-- INFORMATION GIVEN follows --

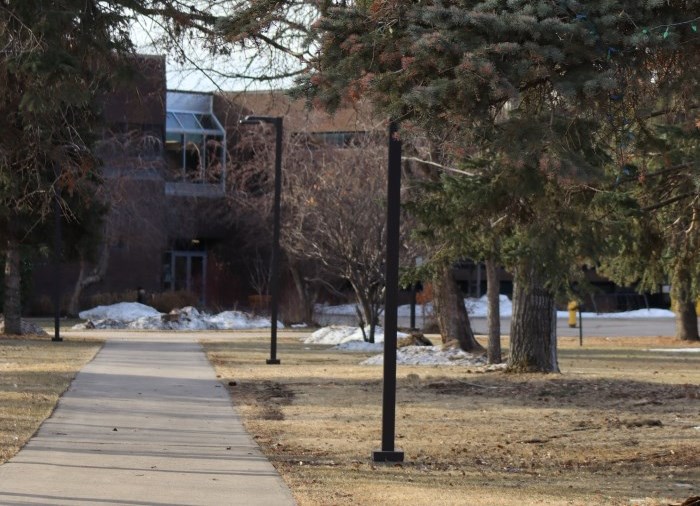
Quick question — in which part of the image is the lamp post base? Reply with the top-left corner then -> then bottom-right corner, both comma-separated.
266,358 -> 281,365
371,450 -> 404,462
51,337 -> 63,342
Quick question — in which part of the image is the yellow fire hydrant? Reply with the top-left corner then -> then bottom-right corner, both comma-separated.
567,301 -> 579,328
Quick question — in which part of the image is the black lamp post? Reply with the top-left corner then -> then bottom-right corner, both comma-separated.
240,115 -> 283,365
372,120 -> 404,463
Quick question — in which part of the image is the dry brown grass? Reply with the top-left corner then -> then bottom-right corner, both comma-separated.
203,333 -> 700,506
0,337 -> 101,463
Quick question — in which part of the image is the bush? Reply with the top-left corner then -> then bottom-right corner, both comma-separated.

-- INFORMATION GIVEN concluded --

WORK INSTRUCTION
From the first line to the last, restate the entries exactly, without pictures.

RESULT FOR THIS EXERCISE
Quick question — in which part of the image is the lamp post base? Reply with the top-left corner then -> then bottom-right corner, both comma-separated.
266,358 -> 281,365
371,450 -> 404,462
51,337 -> 63,342
Quick question — in which part of the image is the yellow fire hydrant? Reply with the top-left corner then -> then bottom-right corner, both comma-separated.
567,301 -> 579,328
Quick question — in which part of the image is the black lamp post? Reply with the top-left corner then -> then bottom-right corner, both comma-separated.
240,115 -> 283,365
372,120 -> 404,463
Quick question — in which part of the image is the dry brown grass? Reply with the top-left corner then -> then bottom-right corner, both comma-separated.
203,333 -> 700,506
0,337 -> 101,463
Quick question — in which part of the image is the bush? Reply with the top-left corner then -> then bottom-right corner, both comma-separated.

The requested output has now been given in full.